> **SELECTED EXTRACT**
□ □ □ □ □ □ □

Contempt of court. When the court draws the line
19 November 1996
29 October 2013
7 August 2013
24 January 2014
2 December 2013
12 June 2013
CONTEMPT of court: the very phrase has a medieval ring to it, evoking chains and dungeons - and the dungeon in its modern form is just what was ordered by Judge Pearson when Sarah Holt and her friend and co-witness Sophie Bird refused to give evidence at Chelmsford Crown Court.
The young women had probably never heard of a "contempt in the face of the court", but it took an appeal to the Criminal Division of the Court of Appeal, accompanied by the usual howls from the tabloid press, to secure their release. So, what is contempt of court? And how is it dealt with in practice?
It has been described by Lord Justice Salmon as "an unfortunate and misleading phrase. It suggests that it exists to protect the dignity of the judges. Nothing could be further from the truth. The power exists to ensure that justice shall be done."
The dignity of the court might well have been disturbed if Stephen Balogh had succeeded in his plan to introduce nitrous oxide (laughing gas) into the air conditioning system of St Albans Crown Court. But he came before the redoubtable Mr Justice Melford Stevenson who found contempt proved and gave Balogh six months imprisonment.
On appeal Lord Denning offered various examples of when a court can punish a bare-faced instance of contempt, such as the throwing of an egg or tomato at the judge, with summary judgment and punishment. But, as Lord Denning stressed, a judge should only act to punish when it is imperative to act immediately.
In the case of Sarah Holt and Sophie Bird, immediate, and precipitate, action provided the grounds on which the Court of Appeal quashed their sentences. That court approved the CPS policy document on prosecuting cases of domestic violence. It suggested that instead of prison Judge Pearson should have used Section 23 of the Criminal Justice Act 1988, which allows a statement taken by a police officer or similar to be read if the person who made it does not give oral evidence through fear. As the Court of Appeal stressed, the best course is to allow the reluctant witness time to think.
A plea for time is also the best request a representative of a reluctant witness can make. Then there is the opportunity, if a witness is terrified, to be patient and sympathetic and obtain, if necessary, protection sufficient to provide reassurance. But refusal to testify is a serious matter and, whether the press likes it or not, immediate imprisonment is the judicially approved sanction.
The press has a distinctly blemished record when it comes to contempt. Newspaperman Paul Griffin was foolish enough to remove photographs from counsel's papers lying on the court bench, but fortunate to be found not guilty of contempt. One method of dealing with the problem of the intrusive journalist was employed against a hack who, many years ago, leafed through counsel's papers at Kingston Crown Court. By the afternoon the application judge of the Queen's Bench Division had granted an injunction excluding said hack from the court building.
The media can be unrestrained in its tilts at due process of law, as has been shown recently by the attempt to indict Colin Stagg, who was acquitted of the murder of Rachel Nickell, by newspaper. There will always be a tension between a free press and a fair, unprejudiced trial. The Contempt of Court Act 1981 limited the scope of strict liability in relation to publications (which are broadly defined) to those that create a substantial risk that the course of justice will be seriously impeded or prejudiced. The 1981 Act also has the practical effect of giving a court the power to ban publication of, for example, the names of witnesses and, unlike the situation in the US, a jury's deliberations are confidential.
In the 'ouija board' case the Court of Appeal showed sleight of hand by holding that a jury's stay at an hotel did not fall into deliberation within the Act, when it made their supernatural contacts known. For the future it may be necessary to have some amendment of the statute to allow for inquiries into alleged miscarriages of justice.
But always remember, for your client's sake: contempt of court is serious, and the ultimate sanction is loss of liberty.

□ □ □ □ □ □ □

Referring-expression pointing data:
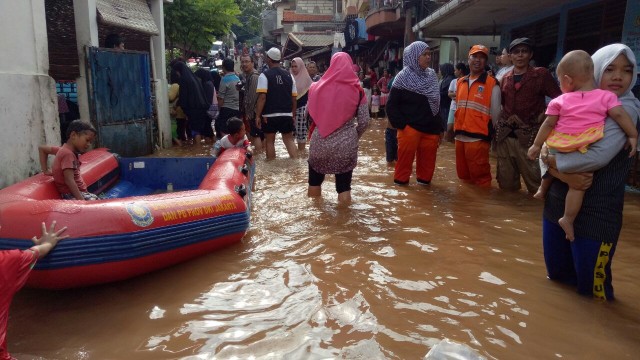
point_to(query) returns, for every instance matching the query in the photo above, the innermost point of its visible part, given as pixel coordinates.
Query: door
(119, 90)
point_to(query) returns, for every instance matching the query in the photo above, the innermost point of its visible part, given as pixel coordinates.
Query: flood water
(386, 278)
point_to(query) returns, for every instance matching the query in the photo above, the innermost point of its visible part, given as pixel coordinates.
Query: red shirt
(15, 266)
(67, 159)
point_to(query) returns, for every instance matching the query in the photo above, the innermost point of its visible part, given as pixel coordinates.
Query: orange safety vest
(473, 112)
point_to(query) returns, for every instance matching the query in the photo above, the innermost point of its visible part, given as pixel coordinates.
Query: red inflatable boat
(156, 212)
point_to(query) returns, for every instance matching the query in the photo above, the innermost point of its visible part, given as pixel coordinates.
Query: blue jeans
(583, 262)
(391, 144)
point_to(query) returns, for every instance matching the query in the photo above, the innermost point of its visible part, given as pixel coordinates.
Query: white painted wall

□ □ □ □ □ □ □

> **TASKS TO CARRY OUT**
[1] Decide whether each statement agrees with the article on contempt of court, answering yes or no and quoting the words that settle it. (a) Stephen Balogh was given six months imprisonment. (b) Paul Griffin was found guilty of contempt. (c) Under the 1981 Act, a jury's deliberations are confidential, as they are in the US.
[2] Turn the paragraph of the contempt of court article that begins "The press has a distinctly blemished record" into a short bulleted list that keeps its main facts.
[3] According to the contempt of court article, what did Stephen Balogh plan to introduce into the air conditioning system of St Albans Crown Court?

> **RESULTS OF THE TASKS**
[1]
(a) Yes: "gave Balogh six months imprisonment."
(b) No: "fortunate to be found not guilty of contempt."
(c) No: "unlike the situation in the US, a jury's deliberations are confidential."

[2]
- The press has a poor record on contempt.
- Newspaperman Paul Griffin took photographs from counsel's papers lying on the court bench, but he was found not guilty of contempt.
- Many years ago, a hack leafed through counsel's papers at Kingston Crown Court.
- By that afternoon, the application judge of the Queen's Bench Division had granted an injunction that kept him out of the court building.

[3] Nitrous oxide (laughing gas).